Supplied material Block Start
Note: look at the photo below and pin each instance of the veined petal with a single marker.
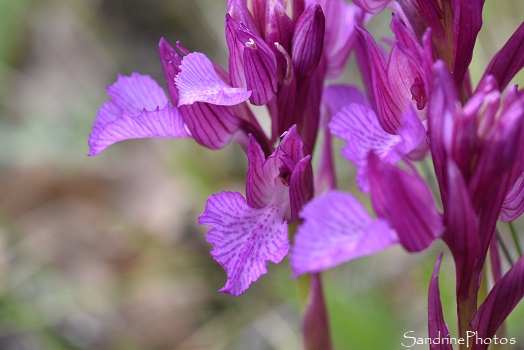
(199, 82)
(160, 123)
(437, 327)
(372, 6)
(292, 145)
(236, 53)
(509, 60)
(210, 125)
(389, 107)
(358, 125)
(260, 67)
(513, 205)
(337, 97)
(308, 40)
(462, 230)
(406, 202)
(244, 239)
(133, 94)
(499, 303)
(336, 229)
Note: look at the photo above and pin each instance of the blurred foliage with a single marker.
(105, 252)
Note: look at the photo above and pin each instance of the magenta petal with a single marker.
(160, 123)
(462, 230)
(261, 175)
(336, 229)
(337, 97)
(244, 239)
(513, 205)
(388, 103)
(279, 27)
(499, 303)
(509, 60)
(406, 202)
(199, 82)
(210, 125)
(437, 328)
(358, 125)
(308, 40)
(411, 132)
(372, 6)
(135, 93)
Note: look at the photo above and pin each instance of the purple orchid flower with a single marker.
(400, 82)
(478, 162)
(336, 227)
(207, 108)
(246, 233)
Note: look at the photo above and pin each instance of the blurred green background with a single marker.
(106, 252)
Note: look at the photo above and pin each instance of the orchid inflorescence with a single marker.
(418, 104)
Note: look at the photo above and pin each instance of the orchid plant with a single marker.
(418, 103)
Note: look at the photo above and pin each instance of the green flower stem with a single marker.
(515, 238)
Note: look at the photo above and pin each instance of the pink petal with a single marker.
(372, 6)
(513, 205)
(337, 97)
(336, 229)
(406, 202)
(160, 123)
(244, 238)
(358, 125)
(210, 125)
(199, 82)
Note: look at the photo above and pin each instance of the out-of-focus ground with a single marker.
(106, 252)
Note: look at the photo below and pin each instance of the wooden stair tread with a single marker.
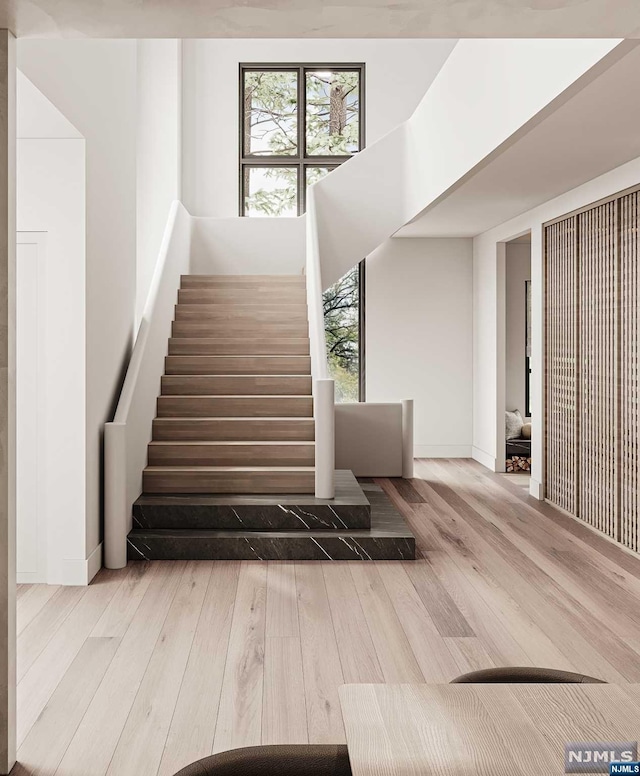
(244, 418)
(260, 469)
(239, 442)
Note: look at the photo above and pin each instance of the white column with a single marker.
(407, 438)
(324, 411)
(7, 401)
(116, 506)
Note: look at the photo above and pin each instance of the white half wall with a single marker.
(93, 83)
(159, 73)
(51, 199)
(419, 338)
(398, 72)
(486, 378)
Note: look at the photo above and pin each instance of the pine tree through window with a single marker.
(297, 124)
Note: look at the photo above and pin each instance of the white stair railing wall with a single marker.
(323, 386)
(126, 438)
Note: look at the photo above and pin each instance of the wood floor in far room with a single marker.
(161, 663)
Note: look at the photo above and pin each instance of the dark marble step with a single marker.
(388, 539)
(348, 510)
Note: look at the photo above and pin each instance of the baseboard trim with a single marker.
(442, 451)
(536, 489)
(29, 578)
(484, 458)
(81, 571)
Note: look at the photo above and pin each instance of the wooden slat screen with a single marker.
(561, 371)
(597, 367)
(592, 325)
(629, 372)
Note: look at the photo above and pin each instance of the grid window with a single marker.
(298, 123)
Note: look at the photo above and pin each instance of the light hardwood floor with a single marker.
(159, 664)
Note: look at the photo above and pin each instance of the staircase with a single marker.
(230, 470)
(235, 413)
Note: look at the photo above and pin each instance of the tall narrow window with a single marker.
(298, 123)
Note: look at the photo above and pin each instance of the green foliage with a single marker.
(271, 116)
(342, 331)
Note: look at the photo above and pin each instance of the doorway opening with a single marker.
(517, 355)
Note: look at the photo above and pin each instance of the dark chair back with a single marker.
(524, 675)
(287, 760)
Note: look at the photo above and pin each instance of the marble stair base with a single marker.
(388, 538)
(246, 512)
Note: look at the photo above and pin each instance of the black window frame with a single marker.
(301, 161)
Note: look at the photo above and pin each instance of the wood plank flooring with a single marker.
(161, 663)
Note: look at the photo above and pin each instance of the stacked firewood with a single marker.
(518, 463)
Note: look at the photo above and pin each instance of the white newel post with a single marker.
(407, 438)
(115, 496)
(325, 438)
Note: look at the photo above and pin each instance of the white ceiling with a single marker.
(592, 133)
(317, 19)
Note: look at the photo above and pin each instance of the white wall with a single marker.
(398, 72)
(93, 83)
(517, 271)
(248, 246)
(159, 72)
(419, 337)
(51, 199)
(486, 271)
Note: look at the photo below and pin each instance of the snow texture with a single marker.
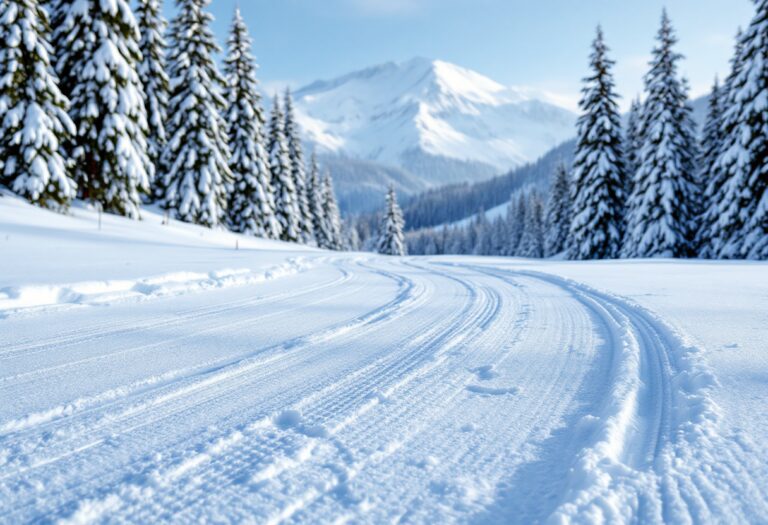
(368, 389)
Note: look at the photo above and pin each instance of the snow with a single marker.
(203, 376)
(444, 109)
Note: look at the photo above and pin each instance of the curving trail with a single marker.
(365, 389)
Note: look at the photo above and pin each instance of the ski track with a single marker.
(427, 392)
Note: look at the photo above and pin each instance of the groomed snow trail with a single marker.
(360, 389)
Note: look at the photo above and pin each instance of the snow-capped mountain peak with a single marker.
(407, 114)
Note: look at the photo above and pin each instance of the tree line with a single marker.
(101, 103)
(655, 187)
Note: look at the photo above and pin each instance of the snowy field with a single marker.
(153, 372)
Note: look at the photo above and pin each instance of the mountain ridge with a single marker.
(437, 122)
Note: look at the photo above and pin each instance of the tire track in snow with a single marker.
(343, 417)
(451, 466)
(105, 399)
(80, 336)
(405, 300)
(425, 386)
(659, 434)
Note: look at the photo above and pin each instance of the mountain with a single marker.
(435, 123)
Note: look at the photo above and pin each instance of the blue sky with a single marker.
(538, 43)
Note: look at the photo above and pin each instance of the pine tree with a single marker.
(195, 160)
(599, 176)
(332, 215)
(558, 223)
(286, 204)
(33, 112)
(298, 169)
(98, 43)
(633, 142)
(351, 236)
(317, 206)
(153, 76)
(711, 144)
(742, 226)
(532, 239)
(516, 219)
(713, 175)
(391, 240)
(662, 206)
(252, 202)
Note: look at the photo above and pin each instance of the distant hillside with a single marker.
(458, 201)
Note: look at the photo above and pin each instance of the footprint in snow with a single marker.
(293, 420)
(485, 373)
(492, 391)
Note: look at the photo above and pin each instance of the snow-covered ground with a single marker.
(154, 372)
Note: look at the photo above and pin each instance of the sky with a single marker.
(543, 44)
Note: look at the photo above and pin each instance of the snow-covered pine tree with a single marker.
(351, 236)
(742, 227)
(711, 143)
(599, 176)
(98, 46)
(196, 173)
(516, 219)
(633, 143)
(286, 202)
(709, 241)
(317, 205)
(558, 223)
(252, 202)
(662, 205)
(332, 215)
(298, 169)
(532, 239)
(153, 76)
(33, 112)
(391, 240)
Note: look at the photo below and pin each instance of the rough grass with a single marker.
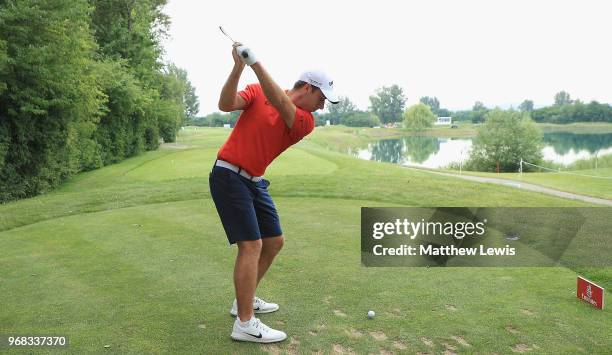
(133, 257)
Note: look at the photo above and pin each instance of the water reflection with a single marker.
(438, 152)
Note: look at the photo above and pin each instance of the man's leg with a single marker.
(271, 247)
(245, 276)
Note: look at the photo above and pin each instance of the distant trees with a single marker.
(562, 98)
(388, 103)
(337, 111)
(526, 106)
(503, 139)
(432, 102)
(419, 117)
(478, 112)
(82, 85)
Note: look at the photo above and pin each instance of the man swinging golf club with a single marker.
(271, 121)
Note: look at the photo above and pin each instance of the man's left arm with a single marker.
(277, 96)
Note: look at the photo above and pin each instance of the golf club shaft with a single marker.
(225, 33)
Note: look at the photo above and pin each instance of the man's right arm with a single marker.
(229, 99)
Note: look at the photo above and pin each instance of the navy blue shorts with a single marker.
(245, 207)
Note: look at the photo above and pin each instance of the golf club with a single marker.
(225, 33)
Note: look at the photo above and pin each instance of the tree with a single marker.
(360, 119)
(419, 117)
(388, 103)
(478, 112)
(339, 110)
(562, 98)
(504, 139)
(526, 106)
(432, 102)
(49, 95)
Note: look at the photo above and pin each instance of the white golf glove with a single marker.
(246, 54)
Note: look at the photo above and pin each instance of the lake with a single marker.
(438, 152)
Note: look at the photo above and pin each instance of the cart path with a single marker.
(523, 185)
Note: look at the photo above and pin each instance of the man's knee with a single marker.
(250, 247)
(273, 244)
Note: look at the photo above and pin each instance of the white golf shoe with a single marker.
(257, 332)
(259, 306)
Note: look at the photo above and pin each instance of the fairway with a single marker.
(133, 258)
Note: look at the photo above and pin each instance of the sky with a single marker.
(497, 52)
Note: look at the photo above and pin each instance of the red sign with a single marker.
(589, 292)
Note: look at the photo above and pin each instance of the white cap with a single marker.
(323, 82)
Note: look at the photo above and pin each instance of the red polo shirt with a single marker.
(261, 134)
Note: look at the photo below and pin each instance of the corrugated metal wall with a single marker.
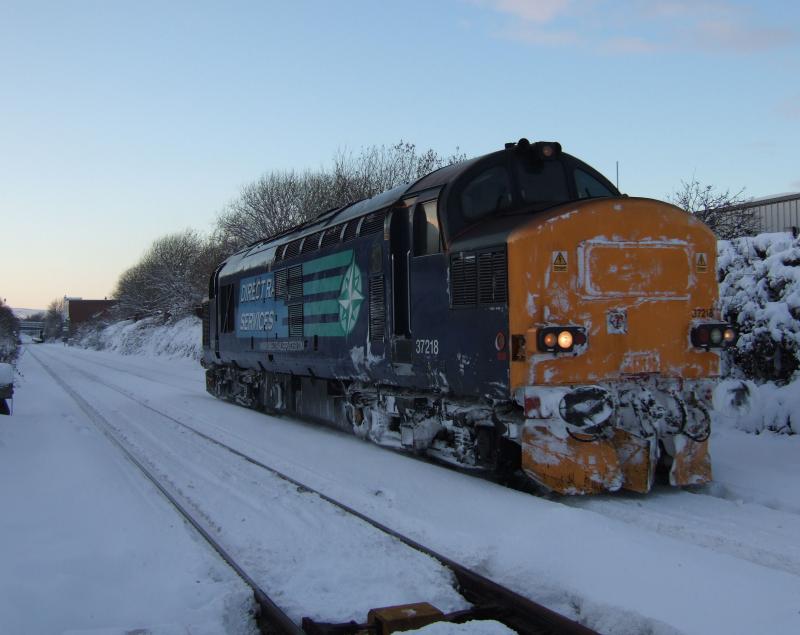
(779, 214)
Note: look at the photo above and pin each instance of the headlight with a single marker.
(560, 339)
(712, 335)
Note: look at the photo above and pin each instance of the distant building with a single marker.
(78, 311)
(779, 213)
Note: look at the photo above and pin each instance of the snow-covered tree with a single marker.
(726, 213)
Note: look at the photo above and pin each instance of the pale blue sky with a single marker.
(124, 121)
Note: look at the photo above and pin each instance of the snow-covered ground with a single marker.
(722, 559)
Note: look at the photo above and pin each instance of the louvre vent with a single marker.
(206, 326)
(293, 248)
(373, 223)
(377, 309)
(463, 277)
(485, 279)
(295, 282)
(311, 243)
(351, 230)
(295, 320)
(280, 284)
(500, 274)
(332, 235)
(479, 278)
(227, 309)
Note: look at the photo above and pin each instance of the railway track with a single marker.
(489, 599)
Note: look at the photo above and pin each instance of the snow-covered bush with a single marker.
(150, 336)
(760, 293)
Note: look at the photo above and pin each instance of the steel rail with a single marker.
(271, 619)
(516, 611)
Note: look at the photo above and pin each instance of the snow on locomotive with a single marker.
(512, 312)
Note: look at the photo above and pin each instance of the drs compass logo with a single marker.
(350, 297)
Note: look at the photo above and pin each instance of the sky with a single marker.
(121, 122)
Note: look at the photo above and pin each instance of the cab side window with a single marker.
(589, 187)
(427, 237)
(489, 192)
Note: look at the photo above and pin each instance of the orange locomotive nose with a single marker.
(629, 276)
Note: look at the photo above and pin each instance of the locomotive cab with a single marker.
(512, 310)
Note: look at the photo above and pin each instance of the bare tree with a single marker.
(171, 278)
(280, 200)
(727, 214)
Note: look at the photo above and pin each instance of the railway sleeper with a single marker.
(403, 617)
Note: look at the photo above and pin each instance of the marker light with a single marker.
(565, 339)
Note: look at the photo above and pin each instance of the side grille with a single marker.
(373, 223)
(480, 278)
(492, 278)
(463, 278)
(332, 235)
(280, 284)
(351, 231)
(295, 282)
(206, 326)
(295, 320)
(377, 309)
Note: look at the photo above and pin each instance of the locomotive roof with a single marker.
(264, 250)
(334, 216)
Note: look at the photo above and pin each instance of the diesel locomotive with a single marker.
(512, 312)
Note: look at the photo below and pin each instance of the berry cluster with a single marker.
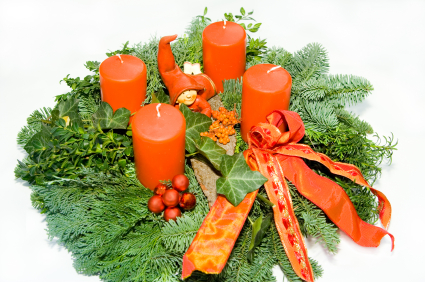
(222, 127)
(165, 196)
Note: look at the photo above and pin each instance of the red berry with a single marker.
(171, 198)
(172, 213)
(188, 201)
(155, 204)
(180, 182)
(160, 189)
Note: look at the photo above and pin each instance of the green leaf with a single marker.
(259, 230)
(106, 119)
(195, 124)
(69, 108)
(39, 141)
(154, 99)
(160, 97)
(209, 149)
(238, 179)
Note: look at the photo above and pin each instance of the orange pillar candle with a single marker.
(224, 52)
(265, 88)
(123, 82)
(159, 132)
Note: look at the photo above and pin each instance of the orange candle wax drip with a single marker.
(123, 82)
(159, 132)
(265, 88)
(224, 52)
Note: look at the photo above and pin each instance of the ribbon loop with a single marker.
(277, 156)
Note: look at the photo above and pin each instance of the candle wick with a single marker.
Supplied material Block End
• [The task]: The lines to write out run from the one with "berry with a single marker." through the end of the records. Give them exactly, and only them.

• [Solution for this problem]:
Note: look at the photo above and pin each instance of the red berry with a single marker.
(171, 198)
(172, 213)
(188, 201)
(155, 204)
(180, 182)
(160, 189)
Note: look at the photo above and pin each instance of the green leaf with a single marker.
(259, 230)
(106, 119)
(195, 124)
(69, 108)
(39, 141)
(154, 99)
(160, 97)
(209, 149)
(238, 179)
Note: look at the photo above and pin each instance of the orange pillar candle with a single marker.
(224, 52)
(265, 88)
(123, 82)
(159, 132)
Note: look at the photo above and pin each instance of the orange candle wax drip with a single marker.
(123, 82)
(159, 132)
(265, 88)
(224, 52)
Note: look at the photo above and pin each instance of the ribbon loop with a single marker.
(277, 156)
Note: look at the photo above and pin each instance of the candle wick with a single marker.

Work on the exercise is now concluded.